Recordemos que nada valemos
ante Dios ... nada somos sin Dios. De nuestra cuenta sólo
podemos y sabemos pecar. No somos capaces por nosotros mismos de hacer
nada bueno.
Eso
dice San Alfonso María de Ligorio. Y también dice: “Cualquier bien que
hagamos viene de Dios. Cualquier cosa buena que tengamos pertenece a
Dios”. Esa sí es la verdadera “auto-estima”: la estima que me tengo
por todo lo que Dios me ha dado y por todo lo que hace en mí.
San
Ignacio de Loyola define la humildad como la renuncia de tres cosas:renuncia a
la propia voluntad,
renuncia al propio interés,
y renuncia al propio
amor. Y el propio amor o amor propio es justamente la
auto-estima que tanto se nos pregona, para -supuestamente- poder ser felices.
El Evangelio de hoy nos habla de los puestos. Y los primeros puestos se
refieren a esas cosas que nos vende el mundo:
Glorias, alabanzas, reconocimientos, poder, mando, honores, privilegios,
creerse grande, querer ser grande y poderoso, alardear de lo mucho que
sabemos, creer que podemos sin Dios, buscar ser reconocido, hacer las cosas
para que nos crean muy buenos y muy capaces, creernos mejores que los demás,
creernos que somos una gran cosa, creer que merecemos lo que tenemos y muchas
cosas más, confiar en las propias fuerzas y no en Dios, buscar hacer nuestra
propia voluntad y no la de Dios, etc., etc. ... Todas esta cosas nos las
vende el mundo.
Pero
la humildad es todo lo contrario: es hacer las cosas porque Dios las
quiere así ... es buscar la gloria de Dios y no la propia .. es no buscar, ni
reclamar honores ni reconocimientos ... es no hablar de uno mismo, ni alardear
lo mucho que somos y tenemos ... es saber que nada podemos sin Dios ... es
saber y reconocer que somos totalmente dependientes de Dios ... es hacer las
cosas como Dios quiere, sin buscar reconocimientos ... es dar gracias a Dios
por lo que somos, por lo que hacemos y por lo que tenemos ... es saber que nada
podemos sin Dios, pues nuestra fuerza está en Dios. Es creer, de verdad,
que nada somos ante Dios y sin Dios nada somos.

- - -

**Qué hacer**
A. Pasa al inglés esta oración del texto sobre la humildad: "De nuestra cuenta sólo podemos y sabemos pecar."
B. Prolonga el texto sobre la humildad a partir del punto donde termina.

**Datos en bruto**
- - -

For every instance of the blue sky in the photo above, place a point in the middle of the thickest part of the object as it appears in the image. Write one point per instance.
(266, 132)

- - -

**Respuestas**
A. On our own, all we can do and all we know how to do is sin.

B.
Ahora
bien, debemos tener en cuenta que la humildad no consiste en negar las
cualidades que Dios nos ha dado, sino en saber y en reconocer que todo nos es
dado por Dios. Todo lo que tenemos nos viene de Dios. Pero el
orgullo nos hace creer que esas cosas las logramos nosotros mismos.
Es
así, entonces, como reconociendo nuestra verdad, “andando en verdad”,se cumple
lo que el Señor dice en el Evangelio: “el
que se humilla será engrandecido”. De no ser así, nos
sucederá lo contrario: “el
que se engrandece será humillado” .
Así,
podremos llegar a ser de esos “espíritus
justos que alcanzaron la perfección” de los cuales nos habla
San Pablo en la Segunda Lectura (Hb.
12, 18-19 y 22-24) . Son los santos ... Y todos ellos
han sido humildes.
El
Salmo 67 nos
recuerda la grandeza de Dios y la pequeñez humana, las cosas que Dios hizo por
su pueblo y que siempre hace por nosotros.